* Esercizi *
[A] Indica se ciascuna delle seguenti affermazioni è conforme al testo di partenza. Rispondi sì o no e cita fra virgolette le parole del testo che lo stabiliscono.
(i) Al suo arrivo a Bengasi, McCain ha rilasciato dichiarazioni.
(ii) La Russia ha offerto la propria mediazione nel conflitto insieme alla Grecia.
(iii) L'imbarcazione turca partita ieri ha portato 900 profughi a Misurata.
[B] Traduci in inglese questa frase del testo di partenza: «I ribelli apprezzano la decisione statunitense ma hanno chiarito che non vogliono truppe straniere al loro fianco.»
[C] Ricopia senza modifiche il passo del testo di partenza che va da "Libia: l'ex candidato" fino a "nazionale di transizione." incluso.

* Testo di partenza *
################
Libia: l'ex candidato Usa alle presidenziali McCain in visita a Bengasi
La battaglia in Libia è in una fase di stallo, nonostante gli attacchi della Nato
abbiano ridotto le truppe di Gheddafi del 30-40%. Così il capo di stato maggiore americano
Mullen, all’indomani della decisione della Casa Bianca di impiegare droni nel
Paese africano. Oggi, intanto, a Bengasi è arrivato il senatore Usa, John McCain,
avversario di Obama alle ultime presidenziali. Il servizio è di Eugenio Bonanata:
E’ il politico
americano di più alto rango ad arrivare nella roccaforte dei ribelli dall’inizio del
conflitto con l’obiettivo di incontrare i dirigenti del Consiglio nazionale di transizione.
Giunto a Bengasi - in lutto per la morte dei due fotoreporter americano e britannico
avvenuta nei giorni scorsi a Misurata - è stato acclamato da decine di persone che
inneggiavano slogan pro-Usa. Tuttavia non ha rilasciato alcuna dichiarazione e si
è diretto subito al quartier generale degli insorti. Nessuna ulteriore precisazione,
dunque, circa l’utilizzo degli aerei senza pilota autorizzato ieri dall’amministrazione
statunitense: secondo le informazioni diffuse dalla Casa Bianca i velivoli – che sarebbero
dovuti entrare in azione già ieri - saranno capaci di colpire obiettivi con maggiore
precisione, non cambieranno la natura della missione Usa e serviranno per ragioni
umanitarie. I ribelli apprezzano la decisione statunitense ma hanno chiarito che non
vogliono truppe straniere al loro fianco. L’ipotesi, suggerita anche dall’invio di
addestratori da Italia, Francia e Gran Bretagna, è stata smentita dalle cancellerie
europee e non piace affatto alla Russia, che, stamattina, assieme alla Grecia, ha
offerto la propria mediazione nel conflitto. Gheddafi, invece, teme l’invasione di
terra e sta armando i civili in molte città. La tv di Stato, stamattina, ha lamentato
la morte di almeno nove civili in un raid aereo della Nato avvenuto la notte scorsa
sulla città di Sirte. L’offensiva dei ribelli prosegue sul fronte occidentale, verso
la tunisia: sono almeno 100 i soldati governativi, tra cui una decina di ufficiali,
che nelle ultime ore hanno deposto le armi e hanno varcato il confine per consegnarsi
alle autorità di Tunisi. Sul versante umanitario una nave carica di aiuti dell’Unicef
è arrivata nel porto di Misurata da dove ieri è partita un’imbarcazione turca che
ha portato 900 profughi a Bengasi.
################
* Voci *
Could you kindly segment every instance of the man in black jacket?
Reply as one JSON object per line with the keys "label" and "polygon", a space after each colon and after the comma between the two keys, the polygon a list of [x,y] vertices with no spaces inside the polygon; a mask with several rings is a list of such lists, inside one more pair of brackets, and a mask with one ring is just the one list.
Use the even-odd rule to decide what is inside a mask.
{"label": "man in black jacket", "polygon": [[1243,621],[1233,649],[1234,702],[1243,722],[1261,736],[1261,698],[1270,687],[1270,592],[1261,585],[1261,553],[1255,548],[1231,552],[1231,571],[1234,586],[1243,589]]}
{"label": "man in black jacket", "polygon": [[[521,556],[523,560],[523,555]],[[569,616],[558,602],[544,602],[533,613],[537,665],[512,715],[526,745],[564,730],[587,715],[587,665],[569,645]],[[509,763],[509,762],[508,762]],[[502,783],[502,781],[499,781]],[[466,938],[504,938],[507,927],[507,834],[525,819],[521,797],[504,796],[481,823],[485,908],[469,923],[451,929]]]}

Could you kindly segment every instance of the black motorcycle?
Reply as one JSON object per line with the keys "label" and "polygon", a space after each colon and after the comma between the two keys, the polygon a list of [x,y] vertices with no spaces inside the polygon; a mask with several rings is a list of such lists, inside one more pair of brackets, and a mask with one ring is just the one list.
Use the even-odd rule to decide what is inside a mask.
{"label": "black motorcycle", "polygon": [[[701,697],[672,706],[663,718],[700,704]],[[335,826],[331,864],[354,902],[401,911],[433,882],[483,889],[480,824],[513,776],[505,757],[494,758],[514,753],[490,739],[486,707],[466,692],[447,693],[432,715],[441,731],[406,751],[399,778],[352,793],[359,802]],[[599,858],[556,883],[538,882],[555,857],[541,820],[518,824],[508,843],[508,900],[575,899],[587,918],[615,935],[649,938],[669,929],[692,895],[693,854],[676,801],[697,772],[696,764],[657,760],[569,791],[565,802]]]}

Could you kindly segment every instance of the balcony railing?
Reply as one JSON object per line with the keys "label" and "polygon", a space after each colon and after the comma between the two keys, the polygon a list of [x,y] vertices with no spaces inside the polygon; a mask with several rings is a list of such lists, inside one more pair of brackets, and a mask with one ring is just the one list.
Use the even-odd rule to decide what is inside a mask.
################
* Soluzioni per esercizio *
[A]
(i) No: «Tuttavia non ha rilasciato alcuna dichiarazione»
(ii) Sì: «assieme alla Grecia, ha offerto la propria mediazione nel conflitto»
(iii) No: «ha portato 900 profughi a Bengasi»

[B] The rebels appreciate the U.S. decision but have made it clear that they do not want foreign troops at their side.

[C]
Libia: l'ex candidato Usa alle presidenziali McCain in visita a Bengasi
La battaglia in Libia è in una fase di stallo, nonostante gli attacchi della Nato
abbiano ridotto le truppe di Gheddafi del 30-40%. Così il capo di stato maggiore americano
Mullen, all’indomani della decisione della Casa Bianca di impiegare droni nel
Paese africano. Oggi, intanto, a Bengasi è arrivato il senatore Usa, John McCain,
avversario di Obama alle ultime presidenziali. Il servizio è di Eugenio Bonanata:
E’ il politico
americano di più alto rango ad arrivare nella roccaforte dei ribelli dall’inizio del
conflitto con l’obiettivo di incontrare i dirigenti del Consiglio nazionale di transizione.